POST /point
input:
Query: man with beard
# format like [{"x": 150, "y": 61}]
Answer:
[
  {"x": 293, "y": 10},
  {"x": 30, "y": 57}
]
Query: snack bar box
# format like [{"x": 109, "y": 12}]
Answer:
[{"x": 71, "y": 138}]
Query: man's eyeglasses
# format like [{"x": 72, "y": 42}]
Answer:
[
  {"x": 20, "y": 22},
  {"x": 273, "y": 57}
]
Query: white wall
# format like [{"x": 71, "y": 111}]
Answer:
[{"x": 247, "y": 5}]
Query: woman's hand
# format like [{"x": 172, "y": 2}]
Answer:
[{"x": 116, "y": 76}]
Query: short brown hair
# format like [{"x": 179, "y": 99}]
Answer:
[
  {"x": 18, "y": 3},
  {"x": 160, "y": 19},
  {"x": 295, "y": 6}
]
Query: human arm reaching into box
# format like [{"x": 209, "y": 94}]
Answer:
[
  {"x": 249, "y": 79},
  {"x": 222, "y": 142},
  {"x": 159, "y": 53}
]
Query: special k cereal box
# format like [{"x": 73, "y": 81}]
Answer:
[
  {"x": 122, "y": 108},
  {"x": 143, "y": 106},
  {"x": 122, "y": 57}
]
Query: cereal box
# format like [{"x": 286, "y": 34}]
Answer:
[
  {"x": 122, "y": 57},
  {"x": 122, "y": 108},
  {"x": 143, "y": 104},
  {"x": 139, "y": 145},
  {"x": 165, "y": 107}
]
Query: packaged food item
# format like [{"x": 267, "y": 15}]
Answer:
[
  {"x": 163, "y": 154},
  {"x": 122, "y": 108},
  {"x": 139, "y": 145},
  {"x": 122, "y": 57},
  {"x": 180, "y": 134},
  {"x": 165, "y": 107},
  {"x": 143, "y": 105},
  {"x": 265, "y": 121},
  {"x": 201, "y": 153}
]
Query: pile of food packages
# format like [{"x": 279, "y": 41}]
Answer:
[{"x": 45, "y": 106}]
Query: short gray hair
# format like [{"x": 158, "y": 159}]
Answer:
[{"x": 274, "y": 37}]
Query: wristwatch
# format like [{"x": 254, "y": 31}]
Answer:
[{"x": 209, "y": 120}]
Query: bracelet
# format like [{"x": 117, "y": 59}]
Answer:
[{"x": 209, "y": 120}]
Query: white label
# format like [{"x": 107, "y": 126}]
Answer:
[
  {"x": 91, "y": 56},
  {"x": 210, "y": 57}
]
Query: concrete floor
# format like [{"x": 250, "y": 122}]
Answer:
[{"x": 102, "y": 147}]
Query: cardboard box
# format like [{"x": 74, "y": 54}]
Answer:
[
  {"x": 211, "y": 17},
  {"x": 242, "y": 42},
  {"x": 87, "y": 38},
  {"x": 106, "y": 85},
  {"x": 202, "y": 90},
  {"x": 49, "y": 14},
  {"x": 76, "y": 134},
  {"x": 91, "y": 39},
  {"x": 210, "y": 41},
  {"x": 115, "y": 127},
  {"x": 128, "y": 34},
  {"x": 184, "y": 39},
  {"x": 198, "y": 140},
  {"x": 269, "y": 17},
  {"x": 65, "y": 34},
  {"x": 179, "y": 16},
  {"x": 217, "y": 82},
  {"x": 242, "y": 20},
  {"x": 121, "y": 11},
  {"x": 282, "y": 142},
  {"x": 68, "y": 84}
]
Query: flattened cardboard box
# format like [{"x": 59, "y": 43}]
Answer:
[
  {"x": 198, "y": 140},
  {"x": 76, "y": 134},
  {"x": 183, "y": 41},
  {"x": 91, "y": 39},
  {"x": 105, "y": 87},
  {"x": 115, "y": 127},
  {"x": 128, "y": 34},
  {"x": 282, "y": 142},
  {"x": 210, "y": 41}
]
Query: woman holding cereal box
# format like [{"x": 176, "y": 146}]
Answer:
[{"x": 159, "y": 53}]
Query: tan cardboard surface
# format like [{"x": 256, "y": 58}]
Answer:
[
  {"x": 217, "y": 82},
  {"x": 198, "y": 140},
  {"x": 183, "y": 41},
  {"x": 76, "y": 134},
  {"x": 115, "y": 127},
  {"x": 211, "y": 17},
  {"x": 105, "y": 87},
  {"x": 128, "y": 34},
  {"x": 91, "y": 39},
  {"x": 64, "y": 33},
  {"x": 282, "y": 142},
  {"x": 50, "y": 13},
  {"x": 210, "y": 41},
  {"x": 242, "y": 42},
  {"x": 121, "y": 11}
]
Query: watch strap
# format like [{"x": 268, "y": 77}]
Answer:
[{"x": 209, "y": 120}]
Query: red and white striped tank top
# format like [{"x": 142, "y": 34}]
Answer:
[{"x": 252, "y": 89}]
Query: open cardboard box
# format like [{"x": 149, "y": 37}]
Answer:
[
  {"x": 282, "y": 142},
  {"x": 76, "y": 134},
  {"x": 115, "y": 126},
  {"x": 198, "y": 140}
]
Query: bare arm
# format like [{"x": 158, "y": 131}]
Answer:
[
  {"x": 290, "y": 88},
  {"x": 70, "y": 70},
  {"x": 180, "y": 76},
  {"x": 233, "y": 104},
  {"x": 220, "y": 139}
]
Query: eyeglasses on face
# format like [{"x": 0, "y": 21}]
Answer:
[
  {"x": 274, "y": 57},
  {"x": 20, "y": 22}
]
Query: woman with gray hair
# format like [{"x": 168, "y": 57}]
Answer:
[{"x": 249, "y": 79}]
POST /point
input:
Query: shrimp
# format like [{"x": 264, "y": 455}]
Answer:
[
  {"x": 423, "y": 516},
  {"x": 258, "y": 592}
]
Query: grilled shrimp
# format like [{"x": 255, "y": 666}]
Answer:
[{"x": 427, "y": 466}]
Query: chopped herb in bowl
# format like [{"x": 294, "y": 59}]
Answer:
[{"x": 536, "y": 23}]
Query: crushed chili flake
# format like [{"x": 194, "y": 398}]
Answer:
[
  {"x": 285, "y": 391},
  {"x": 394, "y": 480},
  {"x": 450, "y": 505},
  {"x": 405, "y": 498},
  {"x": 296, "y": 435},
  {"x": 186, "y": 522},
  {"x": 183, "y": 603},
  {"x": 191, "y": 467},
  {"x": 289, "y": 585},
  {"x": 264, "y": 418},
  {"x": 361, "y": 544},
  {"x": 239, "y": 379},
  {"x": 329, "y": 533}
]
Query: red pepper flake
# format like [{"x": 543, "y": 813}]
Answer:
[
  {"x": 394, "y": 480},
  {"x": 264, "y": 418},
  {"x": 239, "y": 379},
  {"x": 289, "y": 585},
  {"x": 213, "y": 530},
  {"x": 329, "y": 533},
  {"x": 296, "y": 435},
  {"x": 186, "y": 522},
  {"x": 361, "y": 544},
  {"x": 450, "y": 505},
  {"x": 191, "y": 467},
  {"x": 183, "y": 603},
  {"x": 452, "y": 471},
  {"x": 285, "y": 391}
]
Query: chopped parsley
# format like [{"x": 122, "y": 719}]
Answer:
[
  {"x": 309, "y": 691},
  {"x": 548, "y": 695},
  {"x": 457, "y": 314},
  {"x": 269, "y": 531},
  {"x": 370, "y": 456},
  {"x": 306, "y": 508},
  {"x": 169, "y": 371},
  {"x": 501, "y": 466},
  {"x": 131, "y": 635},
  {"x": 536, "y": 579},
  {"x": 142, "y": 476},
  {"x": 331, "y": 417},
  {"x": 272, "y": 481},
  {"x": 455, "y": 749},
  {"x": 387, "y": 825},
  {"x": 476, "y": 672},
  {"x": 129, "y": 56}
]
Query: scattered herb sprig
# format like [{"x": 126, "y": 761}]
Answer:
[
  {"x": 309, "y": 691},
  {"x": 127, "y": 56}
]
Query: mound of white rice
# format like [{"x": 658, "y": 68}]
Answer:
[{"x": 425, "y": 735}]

Exercise: Reproduce exactly, with nothing added, the lines from the one that contains "Query: red pepper flake" to the end of the data.

Output of the exercise:
Query: red pepper flake
# format like [{"x": 543, "y": 813}]
Answer:
[
  {"x": 394, "y": 480},
  {"x": 264, "y": 418},
  {"x": 239, "y": 379},
  {"x": 289, "y": 585},
  {"x": 213, "y": 530},
  {"x": 329, "y": 533},
  {"x": 296, "y": 435},
  {"x": 186, "y": 522},
  {"x": 361, "y": 544},
  {"x": 450, "y": 505},
  {"x": 191, "y": 467},
  {"x": 183, "y": 603},
  {"x": 452, "y": 471},
  {"x": 285, "y": 391}
]
Query: chopped parsley
# format like [{"x": 122, "y": 719}]
Answer:
[
  {"x": 309, "y": 691},
  {"x": 548, "y": 695},
  {"x": 457, "y": 314},
  {"x": 269, "y": 531},
  {"x": 370, "y": 456},
  {"x": 306, "y": 508},
  {"x": 169, "y": 371},
  {"x": 501, "y": 466},
  {"x": 131, "y": 635},
  {"x": 536, "y": 579},
  {"x": 142, "y": 476},
  {"x": 331, "y": 417},
  {"x": 272, "y": 481},
  {"x": 455, "y": 749},
  {"x": 387, "y": 825},
  {"x": 476, "y": 672},
  {"x": 129, "y": 56}
]
Query: scattered herb sprig
# format like [{"x": 126, "y": 761}]
Answer:
[
  {"x": 309, "y": 691},
  {"x": 127, "y": 56}
]
Query: mound of white rice
# format like [{"x": 658, "y": 68}]
Answer:
[{"x": 425, "y": 735}]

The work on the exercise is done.